- **Exercise requirements**
a - Edit the longest-transcript tool description from "usage: longest_transcript.py [-h]" up to and including "gff and fasta.", changing "peptide" to "protein".
b - Continue the longest-transcript tool description from where it stops.

- **Passage**

This tool prepares genomes/transcriptomes for tasks such as orthology prediction, where multiple isoforms per gene are undesirable. It ingests a fasta file (a genome/transcriptome in nucleotide space) and a gff file, and filters the genome/transcriptome down to the longest transcript for each gene. It supports processing multiple genomes in parallel, and in the absence of a parent attribute, it supports deduplication of isoforms using regex on a hierarchical id attribute.
usage: longest_transcript.py [-h] [-i IN_DIR] [-o OUT_DIR]
[-s SAMPLE_NAMES [SAMPLE_NAMES ...]] [-f FASTA_EXT]
[-g GFF_EXT] [-r REGEX] [--freeze_attribute_order]
Returns the longest transcript per gene in both nucleotide space and peptide
space along with a simplified gff with only the relevant lines.
optional arguments:
-h, --help show this help message and exit
-i IN_DIR, --in_dir IN_DIR
Path to directory with input gff and fasta.
-o OUT_DIR, --out_dir OUT_DIR
Path to output directory (created if missing, unique
created if non-empty).

[Referring expression pointing data]
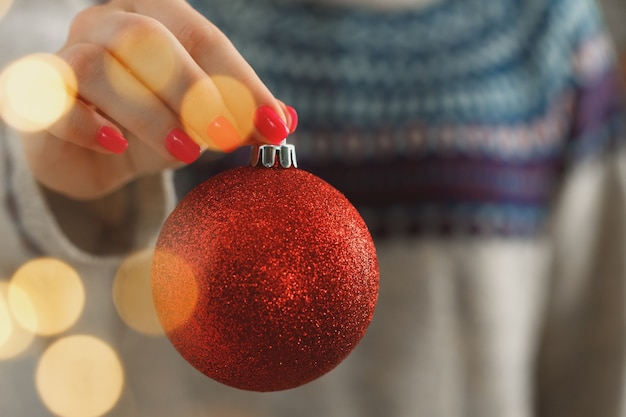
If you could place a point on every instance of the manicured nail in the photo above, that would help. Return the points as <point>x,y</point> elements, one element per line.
<point>293,123</point>
<point>270,125</point>
<point>111,140</point>
<point>223,134</point>
<point>181,146</point>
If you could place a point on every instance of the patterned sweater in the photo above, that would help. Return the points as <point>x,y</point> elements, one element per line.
<point>430,121</point>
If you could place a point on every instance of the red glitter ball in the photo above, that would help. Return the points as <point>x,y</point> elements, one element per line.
<point>265,278</point>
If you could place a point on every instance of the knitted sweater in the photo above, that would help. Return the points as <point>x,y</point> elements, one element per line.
<point>485,132</point>
<point>430,121</point>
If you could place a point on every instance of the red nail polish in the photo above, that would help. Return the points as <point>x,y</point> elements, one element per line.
<point>111,140</point>
<point>181,146</point>
<point>270,125</point>
<point>294,119</point>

- **Per-task outputs**
a -
usage: longest_transcript.py [-h] [-i IN_DIR] [-o OUT_DIR]
[-s SAMPLE_NAMES [SAMPLE_NAMES ...]] [-f FASTA_EXT]
[-g GFF_EXT] [-r REGEX] [--freeze_attribute_order]
Returns the longest transcript per gene in both nucleotide space and protein
space along with a simplified gff with only the relevant lines.
optional arguments:
-h, --help show this help message and exit
-i IN_DIR, --in_dir IN_DIR
Path to directory with input gff and fasta.

b -
-s SAMPLE_NAMES [SAMPLE_NAMES ...], --sample_names SAMPLE_NAMES [SAMPLE_NAMES ...]
One or more space separated sample_name(s).
-f FASTA_EXT, --fasta_ext FASTA_EXT
Optionally set non-default (.fna) file extension.
-g GFF_EXT, --gff_ext GFF_EXT
Optionally set non-default (.gff) file extension.
-r REGEX, --regex REGEX
Optionally group isoforms on id field using regex. By
default parent field is used to find competing
isoforms. Quote this parameter to avoid problems with
special characters. For help with regex, visit:
https://regex101.com/r/F561kR/4
--freeze_attribute_order
Due to implementation, a slight speed boost can be
obtained if you don't care about maintaining attribute
order. This option exists for regression testing, or
for workflows for which this order matters.